* **Your instructions**
Carry on the passage below about Woodrow Wilson High School's staging of The Lion King, starting after its last sentence.

* **Document passage**
---
The familiar song grew louder. Students dressed as antelope, wildebeests, and lions slowly filled the stage. The opening scene enraptured the audience, transporting them to an African savannah for a beautiful rendition of The Lion King. Excitement lingered in the air throughout the performance, culminating into a thunderous applause at the end. For Woodrow Wilson High School, this was more than a good play. It was special.
It was special because it was the high school’s first stage performance in 45 years.
It was special because it was a symbol of breaking down barriers and exceeding expectations.
Woodrow Wilson High School is located in Camden, the poorest city in New Jersey. Camden also consistently ranks in the top five most dangerous cities in America, often listed as #1. Many consider the city hopeless—too far gone to truly improve. The abject poverty, addiction, violence, and incarceration rates paint a bleak picture. It’s no wonder that high school students in Camden feel as if their fate is already written. When society assumes your failure and raises no bar for success, aspirations to succeed feel even more unattainable. Hopelessness tends to be infectious.
---
* **Study material**
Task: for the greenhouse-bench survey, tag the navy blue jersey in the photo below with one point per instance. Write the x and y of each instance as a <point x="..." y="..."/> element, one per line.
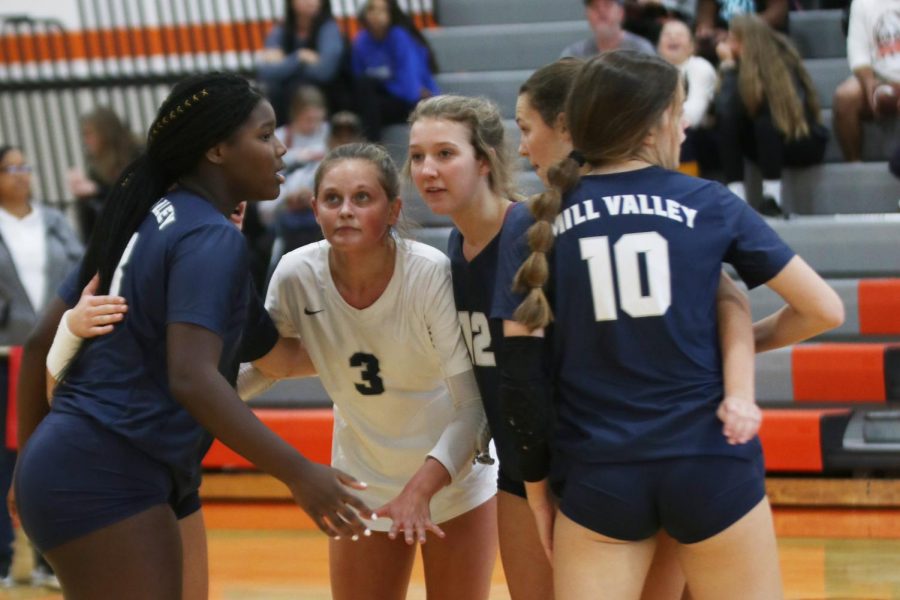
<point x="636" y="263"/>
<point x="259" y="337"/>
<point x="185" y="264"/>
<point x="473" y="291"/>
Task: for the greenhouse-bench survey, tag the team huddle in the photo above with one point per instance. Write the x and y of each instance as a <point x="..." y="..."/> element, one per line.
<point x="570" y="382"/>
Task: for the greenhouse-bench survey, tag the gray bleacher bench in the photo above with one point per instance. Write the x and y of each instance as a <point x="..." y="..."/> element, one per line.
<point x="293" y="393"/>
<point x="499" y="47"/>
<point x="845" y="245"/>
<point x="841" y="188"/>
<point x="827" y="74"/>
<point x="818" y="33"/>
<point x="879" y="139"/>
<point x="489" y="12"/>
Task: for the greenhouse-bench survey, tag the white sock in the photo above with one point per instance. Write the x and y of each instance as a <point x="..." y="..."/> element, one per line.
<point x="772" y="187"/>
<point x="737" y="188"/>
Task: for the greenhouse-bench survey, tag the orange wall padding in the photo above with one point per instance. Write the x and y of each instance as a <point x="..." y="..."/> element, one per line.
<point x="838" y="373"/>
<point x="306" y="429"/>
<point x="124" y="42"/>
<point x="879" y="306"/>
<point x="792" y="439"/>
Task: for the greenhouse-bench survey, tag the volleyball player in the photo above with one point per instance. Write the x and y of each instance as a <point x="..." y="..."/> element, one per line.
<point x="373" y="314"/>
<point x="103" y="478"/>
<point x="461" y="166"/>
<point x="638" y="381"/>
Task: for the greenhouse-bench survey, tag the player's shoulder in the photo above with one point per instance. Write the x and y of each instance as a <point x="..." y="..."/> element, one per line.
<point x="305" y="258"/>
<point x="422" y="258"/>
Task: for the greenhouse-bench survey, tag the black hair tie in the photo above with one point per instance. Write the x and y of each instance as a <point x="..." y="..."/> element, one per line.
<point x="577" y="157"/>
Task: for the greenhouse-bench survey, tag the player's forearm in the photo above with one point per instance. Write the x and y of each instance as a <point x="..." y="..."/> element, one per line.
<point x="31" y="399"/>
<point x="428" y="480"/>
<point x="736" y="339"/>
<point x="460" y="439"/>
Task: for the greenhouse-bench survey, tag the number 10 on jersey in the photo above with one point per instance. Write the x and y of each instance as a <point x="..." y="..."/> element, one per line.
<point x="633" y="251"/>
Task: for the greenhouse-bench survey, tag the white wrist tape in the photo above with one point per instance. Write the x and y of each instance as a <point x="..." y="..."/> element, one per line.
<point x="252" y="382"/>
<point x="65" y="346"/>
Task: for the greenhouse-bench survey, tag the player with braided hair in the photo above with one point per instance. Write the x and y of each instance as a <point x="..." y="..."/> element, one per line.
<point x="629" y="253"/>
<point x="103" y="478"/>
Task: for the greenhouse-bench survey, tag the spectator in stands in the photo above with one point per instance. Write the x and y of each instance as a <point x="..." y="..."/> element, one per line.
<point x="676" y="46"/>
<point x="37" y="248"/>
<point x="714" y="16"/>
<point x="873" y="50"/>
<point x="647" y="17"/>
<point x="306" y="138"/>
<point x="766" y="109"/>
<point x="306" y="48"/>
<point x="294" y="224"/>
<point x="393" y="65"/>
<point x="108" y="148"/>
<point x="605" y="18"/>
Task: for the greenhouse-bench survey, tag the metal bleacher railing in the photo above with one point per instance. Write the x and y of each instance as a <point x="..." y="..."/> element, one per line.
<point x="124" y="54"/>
---
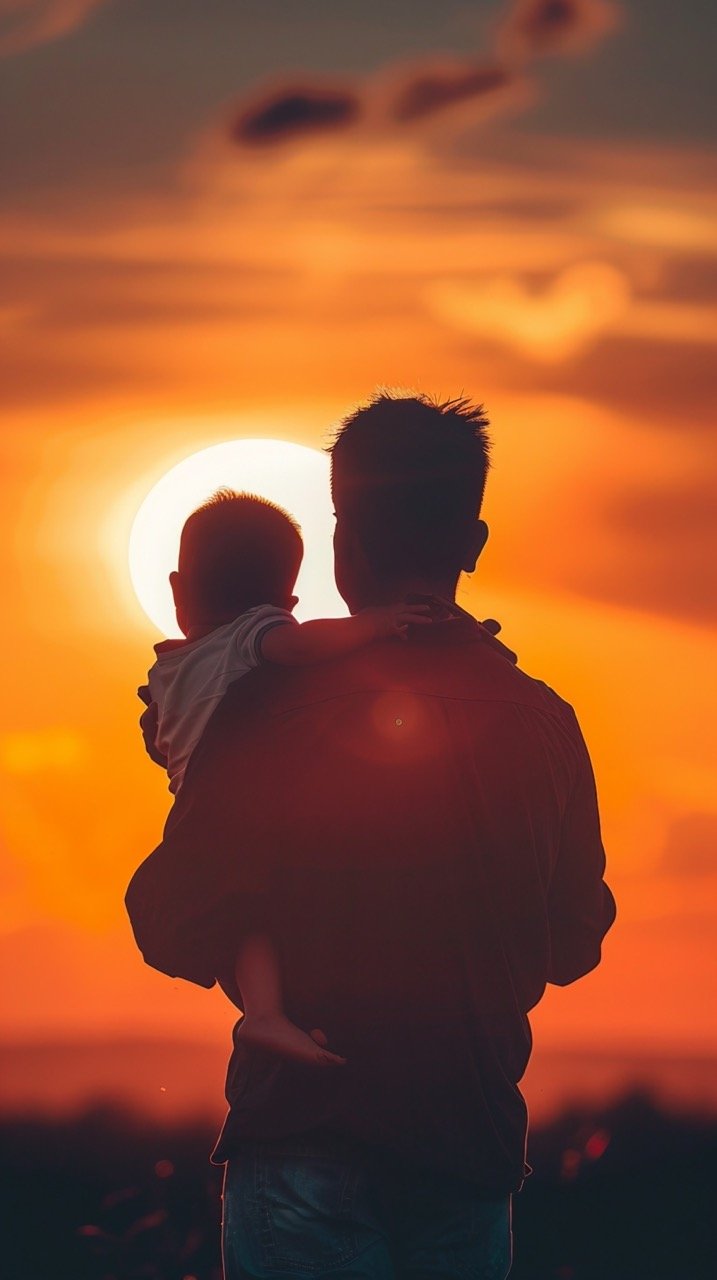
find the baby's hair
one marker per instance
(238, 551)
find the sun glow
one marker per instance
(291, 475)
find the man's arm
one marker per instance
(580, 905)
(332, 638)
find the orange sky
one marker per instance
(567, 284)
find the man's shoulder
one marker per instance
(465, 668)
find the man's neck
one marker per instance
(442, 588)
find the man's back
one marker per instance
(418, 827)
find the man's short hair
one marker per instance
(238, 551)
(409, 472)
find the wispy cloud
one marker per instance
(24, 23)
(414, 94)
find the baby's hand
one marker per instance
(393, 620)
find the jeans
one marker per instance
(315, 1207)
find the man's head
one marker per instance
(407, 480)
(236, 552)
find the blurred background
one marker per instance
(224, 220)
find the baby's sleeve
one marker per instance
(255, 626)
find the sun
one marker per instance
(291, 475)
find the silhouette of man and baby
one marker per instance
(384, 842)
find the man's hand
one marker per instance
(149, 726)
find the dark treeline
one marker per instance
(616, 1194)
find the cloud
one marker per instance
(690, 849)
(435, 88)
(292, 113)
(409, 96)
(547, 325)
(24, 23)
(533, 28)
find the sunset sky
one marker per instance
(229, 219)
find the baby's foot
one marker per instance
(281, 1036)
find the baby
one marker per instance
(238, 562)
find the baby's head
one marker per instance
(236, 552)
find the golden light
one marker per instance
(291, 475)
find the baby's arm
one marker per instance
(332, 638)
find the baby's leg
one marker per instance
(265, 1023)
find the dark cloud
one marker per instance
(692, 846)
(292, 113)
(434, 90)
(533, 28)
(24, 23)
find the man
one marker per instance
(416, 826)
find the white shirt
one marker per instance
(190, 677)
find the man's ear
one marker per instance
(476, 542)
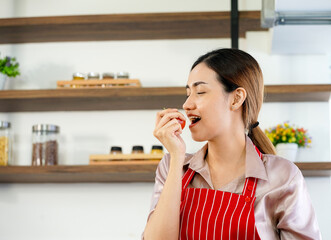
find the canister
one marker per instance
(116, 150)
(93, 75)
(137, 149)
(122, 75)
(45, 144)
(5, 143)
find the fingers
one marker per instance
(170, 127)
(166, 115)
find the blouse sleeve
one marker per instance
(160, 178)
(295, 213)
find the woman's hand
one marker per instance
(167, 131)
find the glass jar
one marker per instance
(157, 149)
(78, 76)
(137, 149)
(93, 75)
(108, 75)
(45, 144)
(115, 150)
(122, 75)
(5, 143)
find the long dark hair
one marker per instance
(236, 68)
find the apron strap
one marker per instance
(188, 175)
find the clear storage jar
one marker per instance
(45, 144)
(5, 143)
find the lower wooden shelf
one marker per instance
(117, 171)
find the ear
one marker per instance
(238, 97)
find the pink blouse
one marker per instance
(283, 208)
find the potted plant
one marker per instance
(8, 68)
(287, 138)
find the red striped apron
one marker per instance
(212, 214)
---
* **Response**
But a young social studies teacher believed his students were capable, so he raised the bar. Andy Boettcher has always had a passion for theater. As a high schooler, he played leading roles in Les Misérables and West Side Story. The passion never waned; he continues to be involved in local theater productions and runs a theater camp in the summer. As a devoted foster parent and teacher at an underfunded Camden school, he also has a passion to love and support children walking through adversity. It was the collision of these two passions that motivated his labor to create a theater program from scratch.
Without funding or theater equipment, there were many challenges to overcome besides teaching scripts and choreography. Confident it was a worthwhile endeavor, Andy rallied others to help. He crowdsourced on social media to raise money for wireless microphones and a lighting system. He organized the donations of fog machines and costume material. His reused animal masks that his wife had fashioned for a previous theater camp. And when funding still fell short, he and several teachers opened their wallets to cover the rest.
Andy’s tenacity, generosity, and determination to rally others’ support gave an apprehensive group of students reason to believe that they were worth it. Theater wasn’t just reserved for the rich and the privileged. Theater wasn’t for the schools “on the right side of the tracks”. Theater was for them. Their social studies teacher went above and beyond to raise the bar because he knew they could reach it.
And they did.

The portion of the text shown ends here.